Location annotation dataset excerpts
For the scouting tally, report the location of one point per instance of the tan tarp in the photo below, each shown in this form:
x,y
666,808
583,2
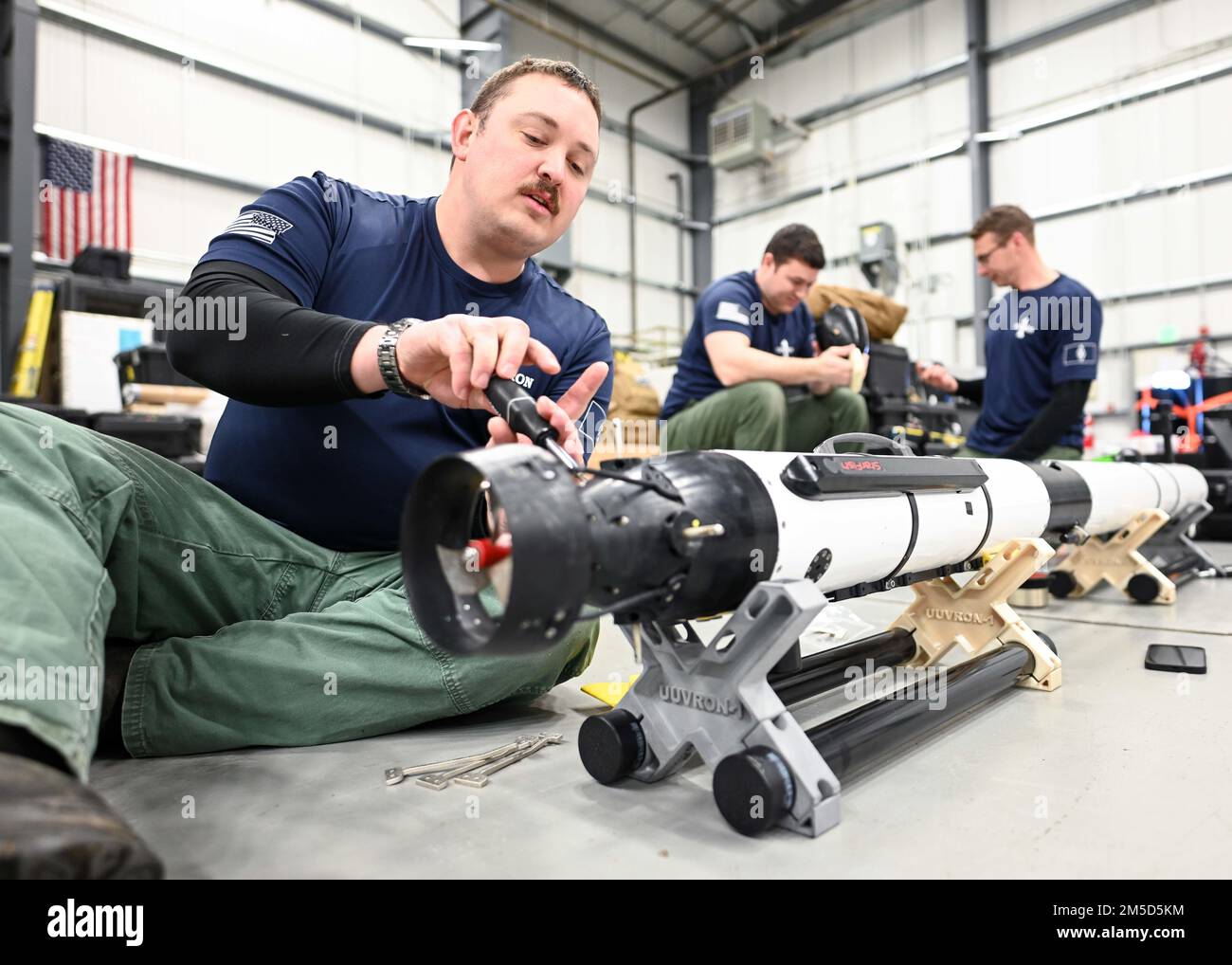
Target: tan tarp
x,y
882,315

#### WRITTEN REQUEST
Render every line of the items above as a JSON list of strings, one string per line, omitting blank lines. Leave the pictures out of your answer.

#### RESULT BELOW
[
  "For the scouting tally, report the location of one point per instance of the tan tarp in the photo below, each shown in this form:",
  "x,y",
  "666,808",
  "583,2",
  "Target: tan tarp",
  "x,y",
  "882,315"
]